Collected data entries
•••••
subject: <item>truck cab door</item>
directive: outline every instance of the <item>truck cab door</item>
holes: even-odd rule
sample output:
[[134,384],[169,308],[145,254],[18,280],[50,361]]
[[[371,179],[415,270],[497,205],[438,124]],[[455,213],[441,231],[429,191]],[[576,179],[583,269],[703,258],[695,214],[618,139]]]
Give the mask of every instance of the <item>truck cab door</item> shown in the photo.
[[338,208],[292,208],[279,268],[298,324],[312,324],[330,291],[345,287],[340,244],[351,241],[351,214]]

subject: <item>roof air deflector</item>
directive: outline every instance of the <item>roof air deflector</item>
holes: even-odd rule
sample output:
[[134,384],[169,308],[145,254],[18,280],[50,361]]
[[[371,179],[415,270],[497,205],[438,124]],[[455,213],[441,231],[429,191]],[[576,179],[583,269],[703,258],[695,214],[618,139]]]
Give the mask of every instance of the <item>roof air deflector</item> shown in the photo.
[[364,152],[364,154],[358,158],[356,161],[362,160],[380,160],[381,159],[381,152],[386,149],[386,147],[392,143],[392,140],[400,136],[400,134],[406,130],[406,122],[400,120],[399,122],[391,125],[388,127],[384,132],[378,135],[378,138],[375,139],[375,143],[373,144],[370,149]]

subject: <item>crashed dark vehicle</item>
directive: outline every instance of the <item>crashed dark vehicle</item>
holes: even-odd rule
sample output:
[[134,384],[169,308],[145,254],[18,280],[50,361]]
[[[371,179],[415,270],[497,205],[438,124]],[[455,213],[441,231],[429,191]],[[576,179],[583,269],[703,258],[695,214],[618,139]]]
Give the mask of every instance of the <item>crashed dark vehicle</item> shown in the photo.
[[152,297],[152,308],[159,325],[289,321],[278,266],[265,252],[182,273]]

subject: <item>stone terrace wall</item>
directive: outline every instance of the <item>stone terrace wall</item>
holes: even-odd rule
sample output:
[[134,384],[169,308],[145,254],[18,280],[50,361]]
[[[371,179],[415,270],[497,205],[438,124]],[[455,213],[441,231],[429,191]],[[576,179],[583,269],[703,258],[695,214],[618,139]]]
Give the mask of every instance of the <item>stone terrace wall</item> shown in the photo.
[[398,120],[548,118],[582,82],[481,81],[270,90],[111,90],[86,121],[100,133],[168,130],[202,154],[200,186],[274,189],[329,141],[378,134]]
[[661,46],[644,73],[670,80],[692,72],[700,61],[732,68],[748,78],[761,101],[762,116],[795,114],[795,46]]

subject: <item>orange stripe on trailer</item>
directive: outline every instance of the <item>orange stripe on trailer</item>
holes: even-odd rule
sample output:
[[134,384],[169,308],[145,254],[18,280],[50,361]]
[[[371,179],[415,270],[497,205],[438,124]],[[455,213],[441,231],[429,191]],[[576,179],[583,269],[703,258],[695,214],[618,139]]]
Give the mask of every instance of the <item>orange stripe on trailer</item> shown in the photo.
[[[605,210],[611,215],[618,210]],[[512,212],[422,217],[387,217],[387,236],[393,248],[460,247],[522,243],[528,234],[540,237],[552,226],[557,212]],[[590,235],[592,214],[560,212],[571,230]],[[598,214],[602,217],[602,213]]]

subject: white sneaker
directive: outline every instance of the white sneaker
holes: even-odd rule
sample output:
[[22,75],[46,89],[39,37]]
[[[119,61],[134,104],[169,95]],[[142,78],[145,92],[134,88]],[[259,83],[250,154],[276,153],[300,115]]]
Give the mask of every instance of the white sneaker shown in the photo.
•••••
PROBLEM TO SOLVE
A single figure is all that is needed: the number of lines above that contain the string "sneaker".

RESULT FOR THIS EXERCISE
3